» **Given request**: Please return the records below without any change, starting at the line that contains "Exercise. Find the stack" and stopping after the line that contains "pixel 504 282", with both of those lines included. Give only those lines.

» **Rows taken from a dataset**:
——

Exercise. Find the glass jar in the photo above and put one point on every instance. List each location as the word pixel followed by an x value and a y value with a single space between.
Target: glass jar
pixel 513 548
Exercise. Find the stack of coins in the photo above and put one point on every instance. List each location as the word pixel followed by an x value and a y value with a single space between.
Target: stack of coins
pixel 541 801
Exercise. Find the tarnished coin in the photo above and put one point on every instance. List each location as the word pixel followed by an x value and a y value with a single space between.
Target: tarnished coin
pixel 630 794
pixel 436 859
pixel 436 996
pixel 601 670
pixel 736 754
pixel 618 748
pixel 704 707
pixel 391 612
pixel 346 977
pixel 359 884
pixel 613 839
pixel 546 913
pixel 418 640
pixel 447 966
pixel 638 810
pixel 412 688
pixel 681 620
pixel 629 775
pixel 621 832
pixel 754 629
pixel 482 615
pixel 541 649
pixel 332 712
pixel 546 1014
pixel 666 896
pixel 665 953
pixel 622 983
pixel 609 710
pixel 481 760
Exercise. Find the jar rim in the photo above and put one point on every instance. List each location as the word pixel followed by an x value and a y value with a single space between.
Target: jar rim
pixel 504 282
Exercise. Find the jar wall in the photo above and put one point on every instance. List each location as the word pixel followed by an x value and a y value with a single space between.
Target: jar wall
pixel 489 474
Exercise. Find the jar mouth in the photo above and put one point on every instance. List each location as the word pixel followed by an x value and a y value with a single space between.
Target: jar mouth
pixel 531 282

——

» **Output for this task**:
Exercise. Find the stack of coins in the photo above and put one point on every instance. List each location as the word pixel followed by an x value and a y value with a single space between.
Target: stack of coins
pixel 541 801
Exercise. Find the tarnished coin in the photo above and put one point on every instance. List each location as the word pixel followed by an x value and a y value with a single space between.
Target: tarnished coin
pixel 630 794
pixel 436 859
pixel 436 996
pixel 601 670
pixel 736 754
pixel 618 748
pixel 704 707
pixel 391 612
pixel 346 977
pixel 359 884
pixel 613 839
pixel 546 913
pixel 418 640
pixel 447 966
pixel 638 810
pixel 412 688
pixel 681 620
pixel 629 775
pixel 621 832
pixel 754 629
pixel 482 615
pixel 541 649
pixel 332 712
pixel 546 1014
pixel 666 896
pixel 665 953
pixel 622 983
pixel 609 710
pixel 481 760
Exercise. Find the jar rim in the photo above and put one point on every instance. List each location as the word pixel followed by an x value and a y value with a single space between.
Target: jar rim
pixel 504 282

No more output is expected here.